SOURCE TEXT:
Android Auto: the first generation of Android for cars is innovative but feels like a beta version

Android Auto: the first generation of Android for cars is innovative but feels like a beta version

Unlike a smartphone, which you can easily swap out and trade in for something else, Android Auto requires a bit more commitment


Android Auto is Google's way of getting Android in your dashboard for much safer driving experience, but it still feels very beta.

Unlike a smartphone, which you can easily swap out and trade in for something else, Android Auto requires a bit more commitment. Right now, you have to either buy a car that's compatible with the software or pay to have it installed in an aftermarket setup.

I'm tried out a 2015 Hyundai Sonata and this car comes with Android Auto straight off the lot.

Android Auto is really simply to set up. You just plug it in and then tap the button to launch it. It has to be tethered via USB and connected via Bluetooth to work.

When Android Auto works, it works really well. I used it to commute the 35 miles to work and back a few days in a row and it kept me relatively sane on the drive home. I streamed Spotify radio, checked the traffic on Google Maps, and even asked Android Auto to find me a Starbucks.

Android Auto does the thinking for you

Android Auto borrows much of Google Now's contextual abilities to help you out during your drive, too. Once the app is booted up, you'll see a helping of suggestions on the Home screen. For instance, if Google Calendar knows you're due somewhere at a certain time and it's tagged with a location, Google Now in Android Auto will immediately offer a shortcut to get directions through Google Maps. From there, you just tap it and start navigating through to your destination.

DATASET EXTRACT:
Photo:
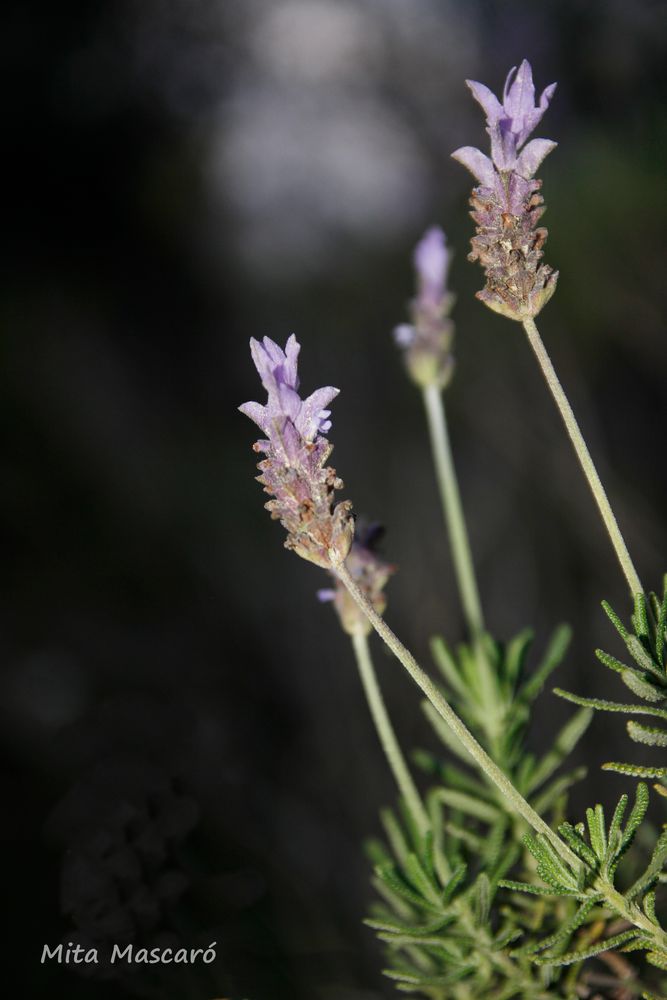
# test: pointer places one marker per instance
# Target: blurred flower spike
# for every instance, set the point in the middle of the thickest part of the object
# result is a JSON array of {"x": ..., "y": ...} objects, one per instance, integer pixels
[
  {"x": 426, "y": 341},
  {"x": 294, "y": 472},
  {"x": 507, "y": 204},
  {"x": 371, "y": 574}
]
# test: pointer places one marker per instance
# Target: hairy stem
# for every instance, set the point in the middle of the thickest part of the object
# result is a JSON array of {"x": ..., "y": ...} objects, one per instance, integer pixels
[
  {"x": 584, "y": 456},
  {"x": 477, "y": 752},
  {"x": 453, "y": 509},
  {"x": 464, "y": 568},
  {"x": 386, "y": 733}
]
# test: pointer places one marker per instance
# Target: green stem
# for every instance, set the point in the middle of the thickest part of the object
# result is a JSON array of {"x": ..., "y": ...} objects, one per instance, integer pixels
[
  {"x": 386, "y": 732},
  {"x": 584, "y": 456},
  {"x": 459, "y": 542},
  {"x": 453, "y": 509},
  {"x": 477, "y": 752}
]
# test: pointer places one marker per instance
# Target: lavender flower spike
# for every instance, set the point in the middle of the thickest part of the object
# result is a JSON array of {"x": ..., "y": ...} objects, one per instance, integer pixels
[
  {"x": 507, "y": 204},
  {"x": 293, "y": 471},
  {"x": 426, "y": 341}
]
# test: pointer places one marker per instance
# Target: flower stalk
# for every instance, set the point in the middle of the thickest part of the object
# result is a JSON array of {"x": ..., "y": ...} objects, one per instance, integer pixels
[
  {"x": 386, "y": 733},
  {"x": 584, "y": 456},
  {"x": 476, "y": 751},
  {"x": 453, "y": 510}
]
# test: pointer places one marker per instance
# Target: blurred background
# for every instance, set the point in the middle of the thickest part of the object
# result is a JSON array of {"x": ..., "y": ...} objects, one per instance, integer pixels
[{"x": 187, "y": 754}]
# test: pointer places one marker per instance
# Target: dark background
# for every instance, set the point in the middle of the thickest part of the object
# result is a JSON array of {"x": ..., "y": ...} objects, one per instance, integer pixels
[{"x": 180, "y": 717}]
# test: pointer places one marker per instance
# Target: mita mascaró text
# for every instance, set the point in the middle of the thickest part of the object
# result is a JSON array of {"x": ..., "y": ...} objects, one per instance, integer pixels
[{"x": 76, "y": 954}]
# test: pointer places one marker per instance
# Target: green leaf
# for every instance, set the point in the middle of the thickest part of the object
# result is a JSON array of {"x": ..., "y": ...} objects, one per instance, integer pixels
[
  {"x": 550, "y": 795},
  {"x": 561, "y": 936},
  {"x": 552, "y": 658},
  {"x": 611, "y": 706},
  {"x": 661, "y": 627},
  {"x": 458, "y": 876},
  {"x": 391, "y": 878},
  {"x": 636, "y": 816},
  {"x": 640, "y": 617},
  {"x": 481, "y": 899},
  {"x": 420, "y": 880},
  {"x": 655, "y": 866},
  {"x": 648, "y": 906},
  {"x": 578, "y": 845},
  {"x": 635, "y": 770},
  {"x": 445, "y": 734},
  {"x": 597, "y": 949},
  {"x": 565, "y": 742},
  {"x": 537, "y": 890},
  {"x": 615, "y": 838},
  {"x": 615, "y": 620},
  {"x": 650, "y": 735},
  {"x": 395, "y": 835},
  {"x": 642, "y": 657},
  {"x": 390, "y": 926},
  {"x": 657, "y": 958},
  {"x": 596, "y": 831},
  {"x": 467, "y": 804},
  {"x": 550, "y": 867},
  {"x": 642, "y": 686},
  {"x": 515, "y": 656},
  {"x": 447, "y": 665}
]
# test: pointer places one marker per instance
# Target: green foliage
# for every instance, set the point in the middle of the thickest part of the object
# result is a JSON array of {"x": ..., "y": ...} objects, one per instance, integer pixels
[
  {"x": 448, "y": 918},
  {"x": 593, "y": 884},
  {"x": 644, "y": 673},
  {"x": 481, "y": 908},
  {"x": 493, "y": 692}
]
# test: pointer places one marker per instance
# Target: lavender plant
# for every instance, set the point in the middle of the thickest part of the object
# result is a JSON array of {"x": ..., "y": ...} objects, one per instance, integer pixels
[{"x": 486, "y": 889}]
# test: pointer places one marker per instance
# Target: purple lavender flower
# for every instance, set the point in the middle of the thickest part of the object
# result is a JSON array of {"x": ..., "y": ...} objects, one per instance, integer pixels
[
  {"x": 426, "y": 341},
  {"x": 507, "y": 204},
  {"x": 294, "y": 472},
  {"x": 371, "y": 574}
]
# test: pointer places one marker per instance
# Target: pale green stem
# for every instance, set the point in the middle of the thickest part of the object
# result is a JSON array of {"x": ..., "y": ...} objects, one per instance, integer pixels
[
  {"x": 453, "y": 510},
  {"x": 584, "y": 456},
  {"x": 461, "y": 553},
  {"x": 477, "y": 752},
  {"x": 386, "y": 733}
]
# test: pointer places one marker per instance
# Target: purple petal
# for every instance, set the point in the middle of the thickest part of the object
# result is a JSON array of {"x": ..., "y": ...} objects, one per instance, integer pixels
[
  {"x": 404, "y": 334},
  {"x": 519, "y": 97},
  {"x": 430, "y": 259},
  {"x": 256, "y": 412},
  {"x": 491, "y": 106},
  {"x": 292, "y": 348},
  {"x": 290, "y": 403},
  {"x": 479, "y": 165},
  {"x": 547, "y": 94},
  {"x": 263, "y": 362},
  {"x": 314, "y": 413},
  {"x": 532, "y": 155}
]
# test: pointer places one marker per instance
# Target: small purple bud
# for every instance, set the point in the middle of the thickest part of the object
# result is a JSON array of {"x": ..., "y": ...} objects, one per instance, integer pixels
[
  {"x": 507, "y": 204},
  {"x": 294, "y": 472},
  {"x": 371, "y": 574},
  {"x": 426, "y": 341},
  {"x": 431, "y": 261}
]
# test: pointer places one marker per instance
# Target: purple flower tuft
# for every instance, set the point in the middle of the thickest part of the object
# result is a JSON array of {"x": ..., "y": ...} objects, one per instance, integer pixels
[
  {"x": 293, "y": 471},
  {"x": 431, "y": 260},
  {"x": 371, "y": 574},
  {"x": 426, "y": 341},
  {"x": 507, "y": 204}
]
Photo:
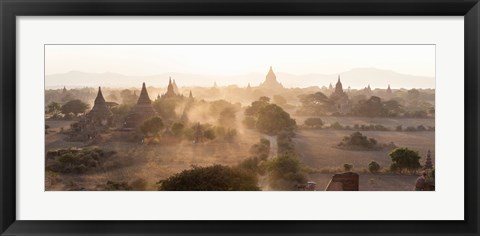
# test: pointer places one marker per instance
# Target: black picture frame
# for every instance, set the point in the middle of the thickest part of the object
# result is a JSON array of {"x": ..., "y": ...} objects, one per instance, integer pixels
[{"x": 9, "y": 9}]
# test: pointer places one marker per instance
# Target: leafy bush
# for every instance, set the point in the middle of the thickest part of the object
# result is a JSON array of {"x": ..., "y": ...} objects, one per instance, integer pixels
[
  {"x": 336, "y": 125},
  {"x": 357, "y": 140},
  {"x": 211, "y": 178},
  {"x": 152, "y": 126},
  {"x": 404, "y": 159},
  {"x": 75, "y": 160},
  {"x": 314, "y": 122},
  {"x": 373, "y": 167},
  {"x": 286, "y": 172},
  {"x": 347, "y": 167}
]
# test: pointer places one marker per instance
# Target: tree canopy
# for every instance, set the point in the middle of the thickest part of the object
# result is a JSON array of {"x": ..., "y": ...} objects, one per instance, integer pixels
[
  {"x": 211, "y": 178},
  {"x": 404, "y": 159},
  {"x": 272, "y": 119},
  {"x": 152, "y": 126},
  {"x": 74, "y": 106}
]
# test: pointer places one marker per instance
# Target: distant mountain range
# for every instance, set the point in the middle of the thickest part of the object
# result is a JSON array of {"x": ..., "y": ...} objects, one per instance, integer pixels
[{"x": 355, "y": 78}]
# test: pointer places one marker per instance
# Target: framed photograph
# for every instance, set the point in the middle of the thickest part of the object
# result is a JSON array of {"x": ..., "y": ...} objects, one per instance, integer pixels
[{"x": 271, "y": 117}]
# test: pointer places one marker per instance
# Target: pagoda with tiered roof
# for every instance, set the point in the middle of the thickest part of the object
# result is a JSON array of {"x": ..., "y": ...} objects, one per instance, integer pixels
[{"x": 142, "y": 110}]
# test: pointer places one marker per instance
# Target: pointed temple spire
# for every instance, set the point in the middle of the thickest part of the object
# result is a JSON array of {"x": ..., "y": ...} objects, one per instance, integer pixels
[
  {"x": 271, "y": 81},
  {"x": 338, "y": 86},
  {"x": 175, "y": 87},
  {"x": 144, "y": 98},
  {"x": 100, "y": 109},
  {"x": 428, "y": 162},
  {"x": 170, "y": 89},
  {"x": 99, "y": 98}
]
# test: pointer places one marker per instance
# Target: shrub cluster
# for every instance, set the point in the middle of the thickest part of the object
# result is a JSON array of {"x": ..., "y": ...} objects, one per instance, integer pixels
[
  {"x": 75, "y": 160},
  {"x": 357, "y": 140},
  {"x": 211, "y": 178}
]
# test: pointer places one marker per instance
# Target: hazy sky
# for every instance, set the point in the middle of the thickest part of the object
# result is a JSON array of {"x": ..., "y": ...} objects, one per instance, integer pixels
[{"x": 140, "y": 60}]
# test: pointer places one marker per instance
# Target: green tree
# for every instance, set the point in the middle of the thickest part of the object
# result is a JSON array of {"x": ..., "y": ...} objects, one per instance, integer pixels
[
  {"x": 279, "y": 100},
  {"x": 347, "y": 167},
  {"x": 53, "y": 108},
  {"x": 74, "y": 106},
  {"x": 272, "y": 119},
  {"x": 314, "y": 122},
  {"x": 315, "y": 104},
  {"x": 177, "y": 128},
  {"x": 372, "y": 107},
  {"x": 285, "y": 172},
  {"x": 227, "y": 117},
  {"x": 373, "y": 167},
  {"x": 152, "y": 126},
  {"x": 404, "y": 159},
  {"x": 211, "y": 178}
]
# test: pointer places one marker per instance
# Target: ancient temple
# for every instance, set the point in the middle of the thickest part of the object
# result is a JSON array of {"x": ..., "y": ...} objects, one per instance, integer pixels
[
  {"x": 170, "y": 90},
  {"x": 100, "y": 113},
  {"x": 340, "y": 98},
  {"x": 271, "y": 81},
  {"x": 175, "y": 88},
  {"x": 142, "y": 110},
  {"x": 428, "y": 162},
  {"x": 190, "y": 96}
]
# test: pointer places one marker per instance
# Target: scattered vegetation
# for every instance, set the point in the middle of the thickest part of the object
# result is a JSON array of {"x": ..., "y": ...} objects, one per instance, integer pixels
[
  {"x": 286, "y": 172},
  {"x": 76, "y": 161},
  {"x": 211, "y": 178},
  {"x": 404, "y": 160},
  {"x": 373, "y": 167}
]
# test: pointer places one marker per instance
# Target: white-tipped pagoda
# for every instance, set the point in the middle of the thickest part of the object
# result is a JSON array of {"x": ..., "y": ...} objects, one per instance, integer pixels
[
  {"x": 271, "y": 82},
  {"x": 142, "y": 110},
  {"x": 100, "y": 113}
]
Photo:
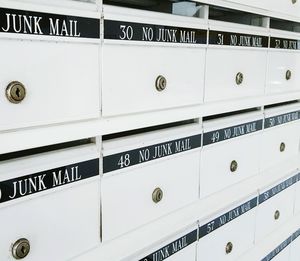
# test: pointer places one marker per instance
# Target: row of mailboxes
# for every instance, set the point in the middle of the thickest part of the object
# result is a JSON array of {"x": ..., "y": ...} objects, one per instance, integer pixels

WHAT TO WORK ON: From the Android Auto review, pull out everything from "When Android Auto" down to "to your destination.", copied word for word. The records come from a different source than the text.

WORKED SOLUTION:
When Android Auto works, it works really well. I used it to commute the 35 miles to work and back a few days in a row and it kept me relatively sane on the drive home. I streamed Spotify radio, checked the traffic on Google Maps, and even asked Android Auto to find me a Starbucks.

Android Auto does the thinking for you

Android Auto borrows much of Google Now's contextual abilities to help you out during your drive, too. Once the app is booted up, you'll see a helping of suggestions on the Home screen. For instance, if Google Calendar knows you're due somewhere at a certain time and it's tagged with a location, Google Now in Android Auto will immediately offer a shortcut to get directions through Google Maps. From there, you just tap it and start navigating through to your destination.